MATERIAL FOR THIS TASK:
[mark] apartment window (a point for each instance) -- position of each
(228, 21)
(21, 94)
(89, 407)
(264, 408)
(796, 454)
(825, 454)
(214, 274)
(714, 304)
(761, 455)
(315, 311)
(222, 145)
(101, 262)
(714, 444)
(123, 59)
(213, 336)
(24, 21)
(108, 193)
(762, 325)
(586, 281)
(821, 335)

==

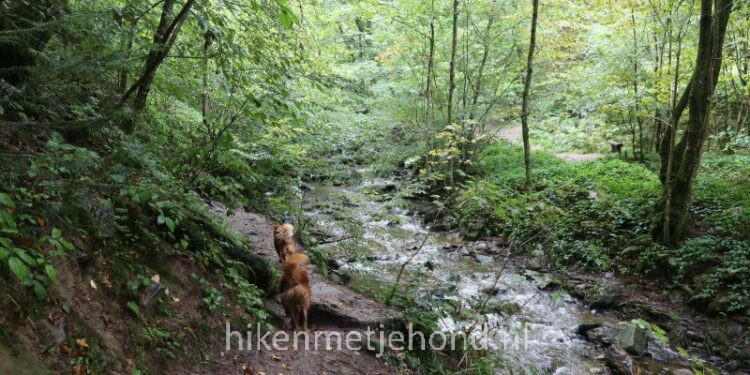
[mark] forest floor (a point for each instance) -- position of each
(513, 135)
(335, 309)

EXERCISE INSTRUCTIONS:
Copy out each line of the items above that contains the word "position".

ANSWER BELOW:
[mark] apartment window (a point for each instance) -- position of each
[mark] forest floor (a point for each instance) -- position of each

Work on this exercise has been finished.